Image segmentation entries
# # #

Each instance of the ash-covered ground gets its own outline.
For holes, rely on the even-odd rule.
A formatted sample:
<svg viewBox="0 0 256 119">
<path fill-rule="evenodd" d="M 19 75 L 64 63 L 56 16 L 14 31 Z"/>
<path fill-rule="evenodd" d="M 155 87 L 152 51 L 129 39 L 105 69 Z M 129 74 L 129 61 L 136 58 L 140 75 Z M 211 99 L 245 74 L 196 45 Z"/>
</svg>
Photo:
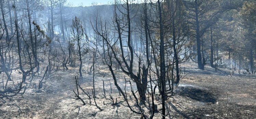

# # #

» Task prompt
Render every line of the records above as a JSON array of strings, one string per line, skipping blank lines. Leave the pictures out.

» Expected answer
[
  "Each instance of the ash-covered ground gets its own outline.",
  "For holes, rely on the even-odd rule.",
  "A formatted sample:",
  "<svg viewBox=\"0 0 256 119\">",
  "<path fill-rule=\"evenodd\" d=\"M 19 75 L 64 63 L 56 16 L 14 31 Z\"/>",
  "<path fill-rule=\"evenodd\" d=\"M 155 87 L 152 51 L 129 39 L 105 69 Z M 129 74 L 129 61 L 136 58 L 140 75 Z M 211 99 L 245 74 L 196 45 Z\"/>",
  "</svg>",
  "Photo:"
]